Short exercise:
Please copy the data from the line containing "pot, I would be grateful." through the end of the data, substituting "palm tree" for "tree canopy" and leaving everything else unchanged. Omit the pictures.

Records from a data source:
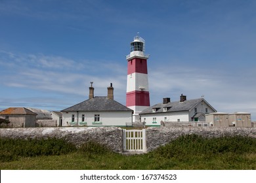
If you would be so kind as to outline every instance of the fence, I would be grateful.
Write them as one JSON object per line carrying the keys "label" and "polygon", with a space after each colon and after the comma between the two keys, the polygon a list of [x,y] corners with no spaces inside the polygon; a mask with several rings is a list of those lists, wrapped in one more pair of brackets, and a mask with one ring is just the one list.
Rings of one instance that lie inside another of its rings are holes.
{"label": "fence", "polygon": [[123,129],[123,151],[145,152],[146,129]]}

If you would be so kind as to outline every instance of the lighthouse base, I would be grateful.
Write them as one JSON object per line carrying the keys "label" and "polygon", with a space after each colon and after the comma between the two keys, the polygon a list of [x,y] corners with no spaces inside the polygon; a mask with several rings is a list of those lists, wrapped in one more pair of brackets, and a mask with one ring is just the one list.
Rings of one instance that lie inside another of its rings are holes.
{"label": "lighthouse base", "polygon": [[140,119],[139,114],[144,109],[149,107],[148,106],[127,106],[128,108],[133,110],[133,123],[140,123],[143,122],[143,119]]}

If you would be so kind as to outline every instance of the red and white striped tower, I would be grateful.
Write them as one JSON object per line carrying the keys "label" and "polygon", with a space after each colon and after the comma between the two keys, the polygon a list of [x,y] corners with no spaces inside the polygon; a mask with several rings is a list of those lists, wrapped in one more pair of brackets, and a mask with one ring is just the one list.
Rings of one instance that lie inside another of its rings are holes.
{"label": "red and white striped tower", "polygon": [[131,42],[128,61],[126,106],[133,110],[133,122],[140,122],[139,113],[150,106],[147,59],[145,41],[139,36]]}

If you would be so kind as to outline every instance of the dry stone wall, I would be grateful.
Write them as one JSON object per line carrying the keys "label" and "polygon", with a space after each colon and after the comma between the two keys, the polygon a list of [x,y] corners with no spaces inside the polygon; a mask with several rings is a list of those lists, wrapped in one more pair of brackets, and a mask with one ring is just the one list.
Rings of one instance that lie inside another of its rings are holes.
{"label": "dry stone wall", "polygon": [[35,139],[55,137],[64,139],[77,146],[88,141],[106,145],[114,152],[123,151],[122,129],[118,127],[67,127],[0,129],[0,137]]}
{"label": "dry stone wall", "polygon": [[147,152],[164,145],[181,135],[196,134],[207,138],[242,135],[256,138],[256,127],[173,127],[146,129]]}

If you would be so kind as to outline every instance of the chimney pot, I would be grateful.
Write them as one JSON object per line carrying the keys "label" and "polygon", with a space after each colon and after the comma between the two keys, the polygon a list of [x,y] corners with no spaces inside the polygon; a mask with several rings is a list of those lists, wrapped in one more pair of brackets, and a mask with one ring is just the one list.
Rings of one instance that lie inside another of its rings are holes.
{"label": "chimney pot", "polygon": [[181,98],[180,98],[180,102],[182,103],[182,102],[184,102],[185,101],[186,101],[186,96],[183,95],[183,94],[181,94]]}
{"label": "chimney pot", "polygon": [[171,102],[170,98],[163,98],[163,104],[167,104],[168,103]]}
{"label": "chimney pot", "polygon": [[110,83],[110,86],[108,87],[108,98],[114,100],[114,88],[112,83]]}
{"label": "chimney pot", "polygon": [[94,90],[95,90],[95,88],[91,86],[89,88],[89,99],[95,97]]}

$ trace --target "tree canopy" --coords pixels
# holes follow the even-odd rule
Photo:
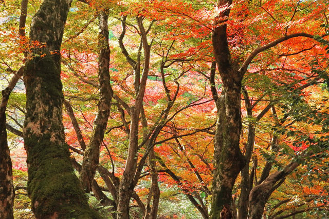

Exercise answer:
If you would be so kind as to outline every instance of the chimney pot, I would be grateful.
Write them as one JSON object per line carrying the keys "label" and "polygon", with a space after each colon and after the comma between the two keys, the polygon a list of [x,y] corners with no spaces inside the polygon; a mask with several rings is a list of those lists, wrapped in one more pair of brackets, and a mask with one ring is just the one list.
Rings of one instance that lie inside another of its rings are holes.
{"label": "chimney pot", "polygon": [[181,98],[180,98],[180,102],[182,103],[182,102],[184,102],[185,101],[186,101],[186,96],[183,95],[183,94],[181,94]]}
{"label": "chimney pot", "polygon": [[171,102],[170,98],[163,98],[163,104],[167,104],[168,103]]}
{"label": "chimney pot", "polygon": [[110,83],[110,86],[108,87],[108,98],[114,100],[114,88],[112,83]]}
{"label": "chimney pot", "polygon": [[94,90],[95,90],[95,88],[91,86],[89,88],[89,99],[95,97]]}

$ trace --target "palm tree" --coords pixels
# holes follow the even-odd rule
Photo:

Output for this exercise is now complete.